▸ **Fragmento de texto**
El libro de Mario Saban se dedica, en consonancia con sus líneas de investigación, a esclarecer el momento en el que judaísmo y cristianismo, en principio el segundo generado a partir de variantes del primero, vivieron en comunión de intereses y de ciertos ritos, hasta su separación final. Tal circunstancia aconteció principalmente, a decir del autor, durante los siglos I y II después de Cristo:

«Nunca en la historia universal, estuvieron los judíos y los cristianos tan cerca como en estos dos siglos: el I y el II. Se consideraban hermanos, y lograron crear un estado espiritual entre los romanos que fue la base para la destrucción de la idolatría pagana. Lamentablemente, la historia posterior dividió a los hijos del mismo "Dios". Sin embargo, tanto judíos como cristianos debemos analizar en profundidad la historia de aquellos dos siglos, porque allí nos encontraremos unidos por el mismo objetivo: la lucha contra la idolatría pagana.» (pág. 16.)

Pasemos por lo tanto, a comprobar cómo acontecieron estos dos siglos, siguiendo la pluma de Mario Saban.

Este período histórico, ya reseñado al comienzo de la obra, es concretado por el autor más adelante, al afirmar que el mismo abarca desde la muerte de Jesús de Nazaret (año 33 d. C.) hasta aproximadamente el año 200, cuando se consolida la religión monoteísta que «desnacionalizó a Dios, y se entregó a uno de los proselitismos más importantes de la Historia» (pág. 21). Asimismo, con el objeto de mostrar uno de los aspectos de esta evolución, Saban incluye una lista de los sabios y dirigente religiosos del judaísmo en Israel y Babilonia entre los siglos I y II, desde los Sumos Sacerdotes del Parlamento judío o Sanedrín, hasta los Procuradores romanos desde el año 6 hasta el 66, en que se desató la revolución judía (págs. 23-28), con el objeto de comprender mejor el propio desarrollo histórico.

▸ **Trabajo solicitado**
1. Copia del fragmento de texto, por favor, el tramo que va desde "Este período histórico, ya" hasta "propio desarrollo histórico.".
2. Enumera todos los años concretos que menciona el fragmento de texto.

▸ **Datos proporcionados**
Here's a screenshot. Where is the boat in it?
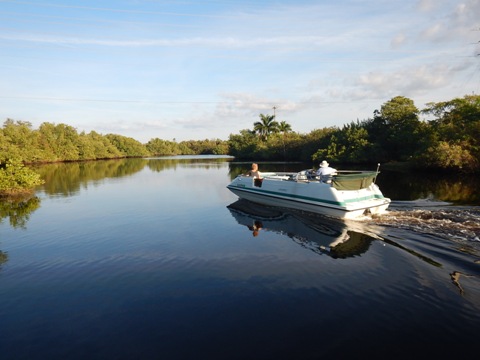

▸ **Respuestas por tarea**
1.
Este período histórico, ya reseñado al comienzo de la obra, es concretado por el autor más adelante, al afirmar que el mismo abarca desde la muerte de Jesús de Nazaret (año 33 d. C.) hasta aproximadamente el año 200, cuando se consolida la religión monoteísta que «desnacionalizó a Dios, y se entregó a uno de los proselitismos más importantes de la Historia» (pág. 21). Asimismo, con el objeto de mostrar uno de los aspectos de esta evolución, Saban incluye una lista de los sabios y dirigente religiosos del judaísmo en Israel y Babilonia entre los siglos I y II, desde los Sumos Sacerdotes del Parlamento judío o Sanedrín, hasta los Procuradores romanos desde el año 6 hasta el 66, en que se desató la revolución judía (págs. 23-28), con el objeto de comprender mejor el propio desarrollo histórico.

2.
- 33
- 200
- 6
- 66